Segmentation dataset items
──────────────────────────────

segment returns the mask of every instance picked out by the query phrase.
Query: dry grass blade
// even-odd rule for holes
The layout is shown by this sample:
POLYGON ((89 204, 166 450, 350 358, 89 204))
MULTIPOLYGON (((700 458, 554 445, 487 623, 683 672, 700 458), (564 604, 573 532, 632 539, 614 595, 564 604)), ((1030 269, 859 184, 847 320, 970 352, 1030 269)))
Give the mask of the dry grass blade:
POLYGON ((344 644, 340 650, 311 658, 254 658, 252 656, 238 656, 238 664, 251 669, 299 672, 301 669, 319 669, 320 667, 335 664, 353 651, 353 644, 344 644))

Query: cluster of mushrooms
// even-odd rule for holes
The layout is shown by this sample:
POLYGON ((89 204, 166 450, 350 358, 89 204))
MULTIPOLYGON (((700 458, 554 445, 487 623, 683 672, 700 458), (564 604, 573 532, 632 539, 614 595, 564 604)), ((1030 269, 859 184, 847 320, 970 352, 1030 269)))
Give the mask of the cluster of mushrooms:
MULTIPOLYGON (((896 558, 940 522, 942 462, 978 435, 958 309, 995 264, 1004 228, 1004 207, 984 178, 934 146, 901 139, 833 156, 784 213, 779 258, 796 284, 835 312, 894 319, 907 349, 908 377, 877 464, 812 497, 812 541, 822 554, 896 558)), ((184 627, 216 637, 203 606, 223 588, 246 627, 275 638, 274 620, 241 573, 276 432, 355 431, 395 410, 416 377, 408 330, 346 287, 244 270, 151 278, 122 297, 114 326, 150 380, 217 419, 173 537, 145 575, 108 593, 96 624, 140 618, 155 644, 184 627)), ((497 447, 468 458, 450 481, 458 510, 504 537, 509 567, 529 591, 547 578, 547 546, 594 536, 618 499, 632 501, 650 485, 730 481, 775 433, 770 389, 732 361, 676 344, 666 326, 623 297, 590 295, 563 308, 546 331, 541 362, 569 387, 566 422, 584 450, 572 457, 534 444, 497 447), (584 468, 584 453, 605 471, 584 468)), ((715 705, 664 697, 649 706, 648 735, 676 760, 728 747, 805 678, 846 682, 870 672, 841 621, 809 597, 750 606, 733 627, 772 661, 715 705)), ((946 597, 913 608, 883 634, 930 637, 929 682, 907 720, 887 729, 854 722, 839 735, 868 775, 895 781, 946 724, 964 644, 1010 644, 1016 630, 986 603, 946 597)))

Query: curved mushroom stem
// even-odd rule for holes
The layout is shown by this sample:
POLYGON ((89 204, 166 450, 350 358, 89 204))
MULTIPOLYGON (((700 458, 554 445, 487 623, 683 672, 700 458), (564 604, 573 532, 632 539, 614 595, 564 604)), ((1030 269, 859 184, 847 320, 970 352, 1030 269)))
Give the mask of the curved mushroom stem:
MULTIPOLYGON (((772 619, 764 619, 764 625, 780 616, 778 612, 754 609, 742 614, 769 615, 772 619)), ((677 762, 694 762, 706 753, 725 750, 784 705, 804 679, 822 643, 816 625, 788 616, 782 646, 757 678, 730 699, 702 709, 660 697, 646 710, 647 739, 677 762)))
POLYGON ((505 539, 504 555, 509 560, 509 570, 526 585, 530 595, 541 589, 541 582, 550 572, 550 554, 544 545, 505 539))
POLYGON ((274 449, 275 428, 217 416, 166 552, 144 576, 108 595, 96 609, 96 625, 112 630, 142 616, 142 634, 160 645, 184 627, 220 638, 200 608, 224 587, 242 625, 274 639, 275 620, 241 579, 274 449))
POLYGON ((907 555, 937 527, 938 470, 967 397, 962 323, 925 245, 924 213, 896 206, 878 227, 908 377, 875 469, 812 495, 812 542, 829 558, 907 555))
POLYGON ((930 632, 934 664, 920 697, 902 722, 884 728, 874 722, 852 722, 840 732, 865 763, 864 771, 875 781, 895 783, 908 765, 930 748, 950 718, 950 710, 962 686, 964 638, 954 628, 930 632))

──────────────────────────────

SHORT TASK: Swap every "Give the mask of" in the items above for "Return the outline of", and leave everything else as it is.

REPLY:
segment returns the mask of every instance picked out by the query phrase.
Query: dry grass blade
// even-odd rule for holes
The layout is shown by this sample:
POLYGON ((89 204, 166 450, 350 358, 89 204))
MULTIPOLYGON (((700 458, 554 445, 487 623, 683 672, 700 458), (564 604, 573 532, 632 539, 614 595, 564 604)), ((1030 269, 859 184, 847 320, 970 352, 1030 269)))
Return the outline of the dry grass blade:
POLYGON ((344 644, 340 650, 311 658, 254 658, 252 656, 238 656, 238 664, 251 669, 299 672, 301 669, 319 669, 320 667, 335 664, 353 651, 353 644, 344 644))

Query: cluster of mushrooms
// even-odd rule for holes
The layout is shown by this sample:
POLYGON ((89 204, 166 450, 350 358, 89 204))
MULTIPOLYGON (((700 458, 554 445, 487 623, 683 672, 700 458), (564 604, 573 532, 632 539, 614 595, 564 604)), ((1030 269, 859 184, 847 320, 970 352, 1030 269)))
Return the outline of the cluster of mushrooms:
MULTIPOLYGON (((896 558, 940 522, 942 462, 978 435, 958 309, 995 264, 1004 228, 1004 207, 984 178, 934 146, 901 139, 833 156, 784 213, 779 258, 796 284, 835 312, 894 319, 907 349, 908 377, 877 464, 812 497, 812 541, 822 554, 896 558)), ((184 627, 216 637, 203 606, 223 588, 246 627, 275 638, 274 620, 241 573, 276 432, 355 431, 395 410, 416 377, 408 330, 346 287, 244 270, 151 278, 122 297, 114 326, 150 380, 217 419, 173 537, 145 575, 108 593, 96 624, 140 618, 155 644, 184 627)), ((497 447, 468 458, 450 481, 458 510, 504 537, 509 567, 529 591, 547 578, 547 546, 594 536, 618 499, 632 501, 650 485, 730 481, 775 433, 770 389, 732 361, 676 344, 666 326, 623 297, 590 295, 563 308, 546 331, 541 362, 569 387, 566 422, 584 450, 572 457, 534 444, 497 447), (584 468, 584 453, 605 471, 584 468)), ((715 705, 664 697, 649 706, 648 735, 676 760, 728 747, 805 678, 846 682, 870 672, 841 621, 809 597, 750 606, 733 627, 772 661, 715 705)), ((946 597, 913 608, 883 634, 930 637, 929 682, 907 720, 887 729, 854 722, 839 735, 868 775, 895 781, 946 724, 964 644, 1010 644, 1016 630, 986 603, 946 597)))

Query: curved mushroom stem
// even-odd rule for holes
The layout is shown by this sample:
POLYGON ((89 204, 166 450, 350 358, 89 204))
MULTIPOLYGON (((700 458, 554 445, 487 623, 683 672, 700 458), (564 604, 573 532, 632 539, 614 595, 564 604)), ((1030 269, 859 184, 847 320, 970 352, 1030 269)))
Return the outline of the curved mushroom stem:
MULTIPOLYGON (((772 619, 764 619, 764 625, 780 616, 778 612, 754 609, 742 614, 769 615, 772 619)), ((677 762, 694 762, 706 753, 725 750, 784 705, 804 679, 822 643, 816 625, 788 616, 782 646, 757 678, 730 699, 702 709, 660 697, 646 710, 647 739, 677 762)))
POLYGON ((505 539, 504 555, 509 560, 509 570, 526 585, 530 595, 541 589, 541 582, 550 572, 550 554, 544 545, 505 539))
POLYGON ((274 449, 275 428, 217 416, 166 552, 144 576, 108 595, 96 609, 96 625, 112 630, 142 616, 142 634, 160 645, 184 627, 220 638, 200 608, 224 587, 242 625, 274 639, 275 620, 241 579, 274 449))
POLYGON ((907 555, 937 527, 938 470, 967 397, 962 323, 925 245, 924 213, 896 206, 878 227, 908 377, 875 469, 812 495, 812 542, 829 558, 907 555))
POLYGON ((930 632, 934 664, 920 697, 902 722, 884 728, 874 722, 852 722, 840 732, 865 763, 864 771, 875 781, 895 783, 908 765, 930 748, 950 718, 950 710, 962 686, 964 638, 954 628, 930 632))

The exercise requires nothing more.